• _Kutipan Halaman_:
━━━━
“… Hingga penjajah yang sudah putus asa itu mengarang drama kolosal tentang pertikaian Arya Penangsang dan Joko Tingkir. Dan sialnya, dongeng itu mampu merobek perut Naga Raksasa hingga melumpuhkan denyut nadinya”.
Naga Raksasa bukan sekadar logo tim sepakbola. Tapi simbol kejayaan dari masa ke masa. Tentang digdayanya Naga Raksasa ini, Jenghis Khan sang penakluk dunia pernah terseok-seok dan menangis di hadapannya. Lalu cucunya, Kubilai Khan beserta 20 ribu pasukannya, pernah ditelan mentah tanpa dikunyah. Penjajah Portugis hanya bisa diam dan meringis, saat nama sang Naga diucap di hadapannya.
Naga Raksasa ini digdaya karena diapit tembok yang membentang di bagian kanan dan kirinya. Pagar alam berupa gugusan Kapur Utara yang melintas dari Pati hingga Rengel Tuban, dan gugusan Kapur Selatan membentang dari Grobogan hingga Puncak Gunung Pandan. Siapapun yang berani memasukinya, harus punya nyali lebih untuk bertaruh nyawa.
Seperti umumnya makhluk hidup, Sang Naga memiliki jantung pusat nadi berupa “Air Kehidupan”, “Angin Kamulyan”, dan “Pohon Sejati” yang dimuliakan Para Raja dari era ke era. Dicatat Rakawi dari zaman ke zaman. Ditulis para Pujangga dari masa ke masa. Dan diperebutkan para bandit di tiap musim koloni penjajahan.
━━━━
• _Tugas Anda_:
A - Tuliskan ulang bagian teks tentang Naga Raksasa, mulai dari "Naga Raksasa ini digdaya" sampai ke "musim koloni penjajahan.".
B - Terjemahkan kalimat "Naga Raksasa bukan sekadar logo tim sepakbola." dari teks tentang Naga Raksasa ke dalam bahasa Inggris.
C - Lanjutkan teks tentang Naga Raksasa setelah kalimat terakhirnya.

• _Data yang Diberikan_:
━━━━
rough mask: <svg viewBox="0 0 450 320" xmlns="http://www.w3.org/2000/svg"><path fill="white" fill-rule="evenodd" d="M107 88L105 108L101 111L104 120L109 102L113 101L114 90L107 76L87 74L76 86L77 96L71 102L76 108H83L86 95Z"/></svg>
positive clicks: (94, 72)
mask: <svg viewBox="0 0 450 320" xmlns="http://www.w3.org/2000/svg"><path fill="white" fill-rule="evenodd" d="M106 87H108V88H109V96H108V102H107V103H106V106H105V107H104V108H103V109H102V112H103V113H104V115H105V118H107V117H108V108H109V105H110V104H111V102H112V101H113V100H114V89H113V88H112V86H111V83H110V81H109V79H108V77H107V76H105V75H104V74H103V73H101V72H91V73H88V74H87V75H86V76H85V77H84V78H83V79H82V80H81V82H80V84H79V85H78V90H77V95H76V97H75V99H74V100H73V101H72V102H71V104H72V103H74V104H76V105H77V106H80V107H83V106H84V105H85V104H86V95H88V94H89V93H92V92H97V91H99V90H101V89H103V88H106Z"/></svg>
━━━━
• _Jawaban Tugas_:
A -
Naga Raksasa ini digdaya karena diapit tembok yang membentang di bagian kanan dan kirinya. Pagar alam berupa gugusan Kapur Utara yang melintas dari Pati hingga Rengel Tuban, dan gugusan Kapur Selatan membentang dari Grobogan hingga Puncak Gunung Pandan. Siapapun yang berani memasukinya, harus punya nyali lebih untuk bertaruh nyawa.
Seperti umumnya makhluk hidup, Sang Naga memiliki jantung pusat nadi berupa “Air Kehidupan”, “Angin Kamulyan”, dan “Pohon Sejati” yang dimuliakan Para Raja dari era ke era. Dicatat Rakawi dari zaman ke zaman. Ditulis para Pujangga dari masa ke masa. Dan diperebutkan para bandit di tiap musim koloni penjajahan.

B - The Giant Dragon is not merely a soccer team's logo.

C -
Tak semua orang bisa memasuki wilayah jantung Sang Naga. Ada tiga entitas gerbang yang melindunginya. Itulah “Green Land”, tempat Gold D. Roger menyimpan harta karun. Hanya orang pilihan yang ditakdir melintasinya. Butuh keberanian hati, ketajaman naluri, dan kepekaan membaca gejolak badai alami.
Gerbang pertama dimulai dari Jipangulu (Bojonegoro) dan Sentono (Blora). Dua titik keramat, simbol kesialan bagi para penjajah. Di sana terdapat jebakan alam berupa “Kelokan Berbahaya” yang memaksa Jack Sparrow harus merapal doa lebih kencang dari biasanya. Di sanalah kelokan tajam yang menenggelamkan Black Pearl, Flying Dutchman, dan Silent Marry secara beruntun tanpa ampun.
Gerbang kedua ada di titik Maribong (Bojonegoro) dan Ngloram (Blora). Inilah pintu keramat “Medang Kamulan”. Di sinilah, tempat di mana Aji Wura-wari mengendalikan semesta Pralaya. Inilah tanah yang dikagumi Raja Erlangga, dan sangat dimuliakan Raja Jayabhaya. Di tempat ini pula, Wishnuwardhana menulis puisi abadi untuk para leluhurnya.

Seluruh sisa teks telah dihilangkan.